>> begin Page
I read this as saying that only the top node is unique. But it used to
be commonly understood as meaning that all nodes are unique, and that
is what is implemented in compiler/inst_match.m. Which is the correct
meaning of 'unique'?

I think it ought to mean just that the top node is unique. The
implementation change could be something as simple as the diff below
(not fully tested). The only purpose I can think of for the other
meaning of `unique' is as the mode for unsafe_promise_unique, but
maybe that's another thing better done with inst vars anyway:

:- pred unsafe_promise_inst(T::in, T::out(I)) is det.

Opinions?

Cheers,
Mark.

diff --git a/compiler/inst_match.m b/compiler/inst_match.m
index 8c551cc..075d464 100644
--- a/compiler/inst_match.m
+++ b/compiler/inst_match.m
@@ -700,9 +700,7 @@ inst_matches_initial_4(InstA, InstB, MaybeType, !Info) :-
InstB = ground(UniqB, none),
compare_uniqueness(!.Info ^ imi_uniqueness_comparison, UniqA, UniqB),
inst_results_bound_inst_list_is_ground_mt(InstResultsA, BoundInstsA,
- MaybeType, !.Info ^ imi_module_info),
- compare_bound_inst_list_uniq(!.Info ^ imi_uniqueness_comparison,
- BoundInstsA, UniqB, !.Info ^ imi_module_info)
+ MaybeType, !.Info ^ imi_module_info)
;
InstA = bound(Uniq, InstResultsA, BoundInstsA),
InstB = abstract_inst(_,_),
@@ -734,7 +732,7 @@ inst_matches_initial_4(InstA, InstB, MaybeType, !Info) :-
compare_uniqueness(!.Info ^ imi_uniqueness_comparison, UniqA, UniqB),
bound_inst_list_is_complete_for_type(set.init,
!.Info ^ imi_module_info, BoundInstsB, Type),
- ground_matches_initial_bound_inst_list(UniqA, BoundInstsB, yes(Type),
+ ground_matches_initial_bound_inst_list(shared, BoundInstsB, yes(Type),
!Info)
;
InstA = ground(UniqA, HOInstInfoA),
@@ -1168,9 +1166,7 @@ inst_matches_final_3(InstA, InstB, MaybeType, !Info) :-
InstB = ground(UniqB, none),
unique_matches_final(UniqA, UniqB),
inst_results_bound_inst_list_is_ground_mt(InstResultsA, BoundInstsA,
- MaybeType, !.Info ^ imi_module_info),
- bound_inst_list_matches_uniq(BoundInstsA, UniqB,
- !.Info ^ imi_module_info)
+ MaybeType, !.Info ^ imi_module_info)
;
InstA = ground(UniqA, HOInstInfoA),
InstB = any(UniqB, HOInstInfoB),
@@ -1184,7 +1180,7 @@ inst_matches_final_3(InstA, InstB, MaybeType, !Info) :-
unique_matches_final(UniqA, UniqB),
inst_results_bound_inst_list_is_ground_mt(InstResultsB, BoundInstsB,
MaybeType, ModuleInfo),
- uniq_matches_bound_inst_list(UniqA, BoundInstsB, ModuleInfo),
+ uniq_matches_bound_inst_list(shared, BoundInstsB, ModuleInfo),
(
MaybeType = yes(Type),
% We can only do this check if the type is known.
>> end Page
>> begin Records provided
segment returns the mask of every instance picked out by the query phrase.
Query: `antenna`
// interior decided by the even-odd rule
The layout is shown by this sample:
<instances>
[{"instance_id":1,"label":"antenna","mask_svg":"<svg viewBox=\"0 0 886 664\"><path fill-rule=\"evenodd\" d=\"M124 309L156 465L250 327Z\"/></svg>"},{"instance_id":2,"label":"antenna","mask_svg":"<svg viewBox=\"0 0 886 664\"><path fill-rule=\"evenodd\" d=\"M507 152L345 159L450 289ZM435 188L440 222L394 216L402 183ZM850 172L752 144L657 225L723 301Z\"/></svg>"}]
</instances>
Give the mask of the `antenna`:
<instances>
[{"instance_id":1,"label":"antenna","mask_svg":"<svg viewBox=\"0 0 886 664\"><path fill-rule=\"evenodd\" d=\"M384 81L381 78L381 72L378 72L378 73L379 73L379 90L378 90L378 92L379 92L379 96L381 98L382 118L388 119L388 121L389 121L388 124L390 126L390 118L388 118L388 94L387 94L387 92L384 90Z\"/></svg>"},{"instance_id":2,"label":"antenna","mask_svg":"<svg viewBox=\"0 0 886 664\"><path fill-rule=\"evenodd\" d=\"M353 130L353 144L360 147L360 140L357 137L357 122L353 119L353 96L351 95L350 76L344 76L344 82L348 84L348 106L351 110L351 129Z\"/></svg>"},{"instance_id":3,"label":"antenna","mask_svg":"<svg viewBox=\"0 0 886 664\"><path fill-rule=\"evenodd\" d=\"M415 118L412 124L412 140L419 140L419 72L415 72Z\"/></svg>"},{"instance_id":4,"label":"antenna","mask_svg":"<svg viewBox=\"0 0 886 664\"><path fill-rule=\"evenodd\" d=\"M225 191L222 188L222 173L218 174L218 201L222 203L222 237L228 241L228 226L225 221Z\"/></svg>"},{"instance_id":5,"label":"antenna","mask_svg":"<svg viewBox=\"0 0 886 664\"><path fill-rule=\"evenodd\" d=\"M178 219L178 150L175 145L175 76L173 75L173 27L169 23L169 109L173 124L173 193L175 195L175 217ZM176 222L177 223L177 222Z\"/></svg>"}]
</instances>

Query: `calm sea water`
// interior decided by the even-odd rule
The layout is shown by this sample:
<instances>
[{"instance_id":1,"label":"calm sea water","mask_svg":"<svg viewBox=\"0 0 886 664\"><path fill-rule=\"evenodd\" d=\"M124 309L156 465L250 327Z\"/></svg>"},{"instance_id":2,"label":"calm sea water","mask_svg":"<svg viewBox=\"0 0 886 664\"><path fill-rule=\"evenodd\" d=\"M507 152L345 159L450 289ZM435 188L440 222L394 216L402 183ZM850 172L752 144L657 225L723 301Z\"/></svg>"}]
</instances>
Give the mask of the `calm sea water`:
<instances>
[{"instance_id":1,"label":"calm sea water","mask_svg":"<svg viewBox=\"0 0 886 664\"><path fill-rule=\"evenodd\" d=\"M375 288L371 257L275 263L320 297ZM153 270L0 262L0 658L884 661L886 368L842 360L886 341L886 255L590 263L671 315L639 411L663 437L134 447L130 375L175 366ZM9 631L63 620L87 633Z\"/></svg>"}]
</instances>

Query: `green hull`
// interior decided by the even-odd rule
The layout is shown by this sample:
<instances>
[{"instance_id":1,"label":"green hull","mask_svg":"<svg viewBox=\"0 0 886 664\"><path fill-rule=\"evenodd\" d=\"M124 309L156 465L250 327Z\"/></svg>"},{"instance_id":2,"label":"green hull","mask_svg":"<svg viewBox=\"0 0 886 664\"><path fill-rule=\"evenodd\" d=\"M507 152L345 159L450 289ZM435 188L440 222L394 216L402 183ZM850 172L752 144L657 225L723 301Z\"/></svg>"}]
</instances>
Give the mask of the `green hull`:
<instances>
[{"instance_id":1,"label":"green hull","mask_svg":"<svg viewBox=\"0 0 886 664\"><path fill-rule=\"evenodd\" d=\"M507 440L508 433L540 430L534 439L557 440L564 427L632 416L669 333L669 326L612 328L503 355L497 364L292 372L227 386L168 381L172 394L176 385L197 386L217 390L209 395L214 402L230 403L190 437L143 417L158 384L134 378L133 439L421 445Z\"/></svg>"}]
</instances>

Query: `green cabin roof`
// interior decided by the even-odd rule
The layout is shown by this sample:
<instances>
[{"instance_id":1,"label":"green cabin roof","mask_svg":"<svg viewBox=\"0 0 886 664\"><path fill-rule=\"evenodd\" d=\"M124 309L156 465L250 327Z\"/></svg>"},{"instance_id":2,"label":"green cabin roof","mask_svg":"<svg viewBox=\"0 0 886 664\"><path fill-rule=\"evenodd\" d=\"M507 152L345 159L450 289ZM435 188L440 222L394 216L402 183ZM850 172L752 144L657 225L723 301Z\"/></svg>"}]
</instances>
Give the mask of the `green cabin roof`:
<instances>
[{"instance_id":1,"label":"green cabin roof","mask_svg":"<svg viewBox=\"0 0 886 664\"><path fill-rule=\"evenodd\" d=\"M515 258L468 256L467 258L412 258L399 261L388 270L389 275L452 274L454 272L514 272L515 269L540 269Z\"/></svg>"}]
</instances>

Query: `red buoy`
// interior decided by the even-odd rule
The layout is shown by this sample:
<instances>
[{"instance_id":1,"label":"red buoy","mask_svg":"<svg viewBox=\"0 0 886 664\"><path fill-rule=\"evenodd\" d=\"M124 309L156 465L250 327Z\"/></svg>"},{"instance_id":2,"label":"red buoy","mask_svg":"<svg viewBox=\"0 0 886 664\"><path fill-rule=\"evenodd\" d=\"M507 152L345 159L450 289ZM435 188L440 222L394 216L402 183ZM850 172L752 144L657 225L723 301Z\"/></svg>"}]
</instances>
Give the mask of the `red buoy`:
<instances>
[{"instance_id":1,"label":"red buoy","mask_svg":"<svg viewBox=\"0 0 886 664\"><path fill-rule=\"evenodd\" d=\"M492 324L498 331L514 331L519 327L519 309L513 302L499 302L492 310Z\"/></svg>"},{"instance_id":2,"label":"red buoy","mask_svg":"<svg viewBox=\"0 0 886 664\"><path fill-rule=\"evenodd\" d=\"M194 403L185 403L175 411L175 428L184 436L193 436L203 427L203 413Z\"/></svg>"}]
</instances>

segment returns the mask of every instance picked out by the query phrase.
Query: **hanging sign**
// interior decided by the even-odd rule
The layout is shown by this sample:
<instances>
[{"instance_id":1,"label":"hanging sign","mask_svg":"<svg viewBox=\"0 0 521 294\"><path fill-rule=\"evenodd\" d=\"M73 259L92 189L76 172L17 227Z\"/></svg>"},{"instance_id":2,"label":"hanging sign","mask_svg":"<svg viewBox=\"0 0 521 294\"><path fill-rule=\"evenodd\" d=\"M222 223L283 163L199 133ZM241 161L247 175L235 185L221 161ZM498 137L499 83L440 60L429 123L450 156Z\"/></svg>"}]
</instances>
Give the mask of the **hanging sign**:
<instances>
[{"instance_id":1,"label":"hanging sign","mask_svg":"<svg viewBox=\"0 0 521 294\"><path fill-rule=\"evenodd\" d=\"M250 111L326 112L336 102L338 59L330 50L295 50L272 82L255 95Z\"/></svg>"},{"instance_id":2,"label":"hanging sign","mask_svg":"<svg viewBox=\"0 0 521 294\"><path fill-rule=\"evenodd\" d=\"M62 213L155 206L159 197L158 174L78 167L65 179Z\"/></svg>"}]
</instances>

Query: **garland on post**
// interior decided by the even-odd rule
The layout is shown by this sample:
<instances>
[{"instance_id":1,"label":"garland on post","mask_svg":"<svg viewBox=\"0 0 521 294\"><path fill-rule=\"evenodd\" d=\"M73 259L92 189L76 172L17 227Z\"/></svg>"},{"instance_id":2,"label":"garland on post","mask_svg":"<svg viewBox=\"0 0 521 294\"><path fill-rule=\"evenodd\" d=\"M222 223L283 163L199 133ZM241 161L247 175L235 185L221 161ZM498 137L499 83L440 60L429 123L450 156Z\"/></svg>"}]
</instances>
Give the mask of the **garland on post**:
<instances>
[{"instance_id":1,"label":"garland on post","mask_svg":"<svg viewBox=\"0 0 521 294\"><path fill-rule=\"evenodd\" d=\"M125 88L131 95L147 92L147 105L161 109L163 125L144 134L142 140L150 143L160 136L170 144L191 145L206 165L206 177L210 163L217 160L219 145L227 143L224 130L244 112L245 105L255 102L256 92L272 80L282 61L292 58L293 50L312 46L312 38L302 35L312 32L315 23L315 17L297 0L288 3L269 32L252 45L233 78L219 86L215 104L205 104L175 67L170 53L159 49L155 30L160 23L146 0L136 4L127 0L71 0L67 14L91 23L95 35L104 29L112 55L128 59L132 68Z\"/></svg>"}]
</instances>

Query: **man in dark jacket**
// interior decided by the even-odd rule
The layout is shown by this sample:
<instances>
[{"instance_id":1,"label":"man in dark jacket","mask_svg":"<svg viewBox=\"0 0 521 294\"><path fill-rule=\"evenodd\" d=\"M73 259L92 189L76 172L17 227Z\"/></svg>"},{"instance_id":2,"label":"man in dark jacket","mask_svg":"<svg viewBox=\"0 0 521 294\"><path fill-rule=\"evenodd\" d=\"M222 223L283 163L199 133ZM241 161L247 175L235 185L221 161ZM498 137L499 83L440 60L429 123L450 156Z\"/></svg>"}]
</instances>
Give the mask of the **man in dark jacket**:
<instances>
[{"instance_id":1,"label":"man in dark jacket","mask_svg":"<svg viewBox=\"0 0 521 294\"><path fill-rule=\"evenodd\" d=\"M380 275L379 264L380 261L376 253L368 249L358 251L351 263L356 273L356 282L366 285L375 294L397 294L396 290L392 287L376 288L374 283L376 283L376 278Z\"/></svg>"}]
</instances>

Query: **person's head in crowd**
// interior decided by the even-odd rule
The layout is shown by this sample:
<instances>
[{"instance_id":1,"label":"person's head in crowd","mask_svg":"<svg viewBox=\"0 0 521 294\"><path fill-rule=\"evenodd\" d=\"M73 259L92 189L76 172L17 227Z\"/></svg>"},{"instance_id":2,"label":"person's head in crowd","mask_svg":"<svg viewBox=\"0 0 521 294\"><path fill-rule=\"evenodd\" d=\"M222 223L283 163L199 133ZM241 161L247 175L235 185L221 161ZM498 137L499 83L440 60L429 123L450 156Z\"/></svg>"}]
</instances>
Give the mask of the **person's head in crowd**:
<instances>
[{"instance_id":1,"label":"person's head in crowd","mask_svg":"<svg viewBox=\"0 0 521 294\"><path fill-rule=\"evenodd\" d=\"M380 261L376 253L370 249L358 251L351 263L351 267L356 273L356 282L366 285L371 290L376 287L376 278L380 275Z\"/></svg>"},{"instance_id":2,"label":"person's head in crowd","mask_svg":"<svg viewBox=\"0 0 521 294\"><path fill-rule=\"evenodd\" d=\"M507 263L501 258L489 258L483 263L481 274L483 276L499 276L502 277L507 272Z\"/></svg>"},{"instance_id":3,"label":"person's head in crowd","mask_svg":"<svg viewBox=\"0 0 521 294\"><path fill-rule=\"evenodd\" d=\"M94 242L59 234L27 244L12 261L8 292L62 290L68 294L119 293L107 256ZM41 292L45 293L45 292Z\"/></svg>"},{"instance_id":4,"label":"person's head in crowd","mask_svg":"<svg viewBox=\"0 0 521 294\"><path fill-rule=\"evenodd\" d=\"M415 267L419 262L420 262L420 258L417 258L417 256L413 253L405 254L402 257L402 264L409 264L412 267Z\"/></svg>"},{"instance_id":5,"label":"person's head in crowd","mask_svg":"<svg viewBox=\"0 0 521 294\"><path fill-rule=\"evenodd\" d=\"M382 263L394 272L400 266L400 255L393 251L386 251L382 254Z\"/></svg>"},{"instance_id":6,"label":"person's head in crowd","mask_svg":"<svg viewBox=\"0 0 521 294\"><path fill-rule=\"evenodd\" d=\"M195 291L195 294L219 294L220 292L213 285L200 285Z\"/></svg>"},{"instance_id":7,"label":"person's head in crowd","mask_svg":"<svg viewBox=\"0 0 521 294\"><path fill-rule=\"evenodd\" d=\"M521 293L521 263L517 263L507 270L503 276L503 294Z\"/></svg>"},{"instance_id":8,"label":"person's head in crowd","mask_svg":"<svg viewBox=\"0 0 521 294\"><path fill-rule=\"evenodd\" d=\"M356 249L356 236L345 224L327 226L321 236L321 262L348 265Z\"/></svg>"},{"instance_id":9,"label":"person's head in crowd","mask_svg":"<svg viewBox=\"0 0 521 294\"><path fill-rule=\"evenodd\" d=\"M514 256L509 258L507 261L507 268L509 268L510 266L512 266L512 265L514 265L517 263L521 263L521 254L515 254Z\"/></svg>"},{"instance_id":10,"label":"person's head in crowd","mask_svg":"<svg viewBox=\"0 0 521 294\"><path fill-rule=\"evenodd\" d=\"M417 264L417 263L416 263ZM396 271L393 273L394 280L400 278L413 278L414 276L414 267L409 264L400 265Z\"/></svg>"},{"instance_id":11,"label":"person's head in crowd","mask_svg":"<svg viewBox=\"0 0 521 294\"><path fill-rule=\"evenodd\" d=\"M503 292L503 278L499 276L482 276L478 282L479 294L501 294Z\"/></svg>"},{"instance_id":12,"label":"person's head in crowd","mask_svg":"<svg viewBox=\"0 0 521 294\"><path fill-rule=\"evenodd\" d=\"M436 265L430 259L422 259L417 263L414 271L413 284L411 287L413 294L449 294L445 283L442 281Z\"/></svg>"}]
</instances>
>> end Records provided
## [Problem set]
• A. In the post on the meaning of 'unique', which file implements the reading that all nodes are unique?
• B. Please pick up the post on the meaning of 'unique' right after its last line and continue it.

## [Written responses]
• A. compiler/inst_match.m

• B.
Zoltan Somogyi

2014-10-25 05:20:52 UTC

Permalink

Post by Mark Brown
I think these "bogus" constructors are really useful for foreign types
that act as containers for Mercury terms, of which arrays are one
example, so I don't agree with disallowing them entirely as is
suggested in that thread.

I have long thought that having insts that are not bound to a specific type
is a bad idea. I would even support a change in the language to require
each inst definition to say what type it is for.

Post by Mark Brown
So can bogus constructors be made a formal part of the language?

I would need to see a more compelling use case than this.

Post by Mark Brown
Excellent point. Although, as Zoltan explained, the mode is correct,
this interface is simply not suitable for arrays of arrays or other
unique terms, for the reasons you mention.

Arrays of unique terms and N-dimensional arrays for N>1 may look like
they have similar requirements, but they don't. For one thing, operations
on array slices apply only to the latter.

There are several languages out there that have only 1D arrays,
and implement 2D, 3D etc arrays as nested 1D arrays. Depending
on the language, these usually have problems such as

- dictating implementation choices (e.g. dope vectors), which often
turn out to be unsuited to high performance on modern hardware,

- posing semantic problems, such as an inability to ensure that
different rows have the same number of columns.

Post by Mark Brown
I would suggest adding appropriate support for arrays of arrays as
soon as possible, even though it isn't needed in practice right away.

We already have array2d.m in the library. If it is missing some
functionality you need, adding it to array2d.m to should be simpler
than using nested 1D arrays. Similarly, I wouldn't object to adding
array3d.m., if needed.

Post by Mark Brown
Talking of inst 'unique', it seems to be confusing whether this refers
a term whose nodes are all unique, or a term whose top node is unique
Mercury also provides “unique” insts ‘unique’ and ‘unique(…)’ which are like
‘ground’ and ‘bound(…)’ respectively, except that they carry the additional
constraint that there can only be one reference to the corresponding value.
I read this as saying that only the top node is unique. But it used to
be commonly understood as meaning that all nodes are unique, and that
is what is implemented in compiler/inst_match.m. Which is the correct
meaning of 'unique'?
I think it ought to mean just that the top node is unique.

You can control what goes into the manual, but you cannot control
how people speak. Even the same person will often use "unique"
to mean different things in different contexts.

In the original research on mode systems that inspired Mercury,
I talked about types representing AND-OR trees: types (the OR nodes)
representing choices between function symbols, and function symbols
(the AND nodes) having several arguments. Each mode says,
which each OR node: is it the caller or the callee that makes the
choice here?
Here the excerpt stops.